§ **PROBLEM STATEMENT**
Your job with the data below is to output exactly the lines from the one holding "box: [191, 120, 251, 171]" down to the one holding "positive clicks: (239, 165) (206, 151)", both included, and no others.

*** SUPPLIED MATERIAL ***

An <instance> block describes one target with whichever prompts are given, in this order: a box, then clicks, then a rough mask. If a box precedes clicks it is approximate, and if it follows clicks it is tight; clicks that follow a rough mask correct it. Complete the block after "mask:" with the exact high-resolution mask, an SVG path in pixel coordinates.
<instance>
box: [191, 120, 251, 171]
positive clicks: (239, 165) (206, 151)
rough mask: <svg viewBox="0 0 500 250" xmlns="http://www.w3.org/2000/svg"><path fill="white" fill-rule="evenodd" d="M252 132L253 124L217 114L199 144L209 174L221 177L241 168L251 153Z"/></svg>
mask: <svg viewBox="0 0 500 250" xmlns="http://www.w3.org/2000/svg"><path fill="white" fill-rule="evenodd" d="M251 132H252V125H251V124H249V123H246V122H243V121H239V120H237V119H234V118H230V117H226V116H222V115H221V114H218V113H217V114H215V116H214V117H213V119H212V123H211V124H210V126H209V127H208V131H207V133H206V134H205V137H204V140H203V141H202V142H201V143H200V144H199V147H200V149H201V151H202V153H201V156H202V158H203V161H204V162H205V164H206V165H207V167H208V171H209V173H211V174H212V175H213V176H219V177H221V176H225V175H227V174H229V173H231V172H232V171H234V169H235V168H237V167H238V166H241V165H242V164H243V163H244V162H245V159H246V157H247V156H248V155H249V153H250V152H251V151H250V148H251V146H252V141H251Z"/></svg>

***

§ **TASK OUTPUT**
box: [191, 120, 251, 171]
positive clicks: (239, 165) (206, 151)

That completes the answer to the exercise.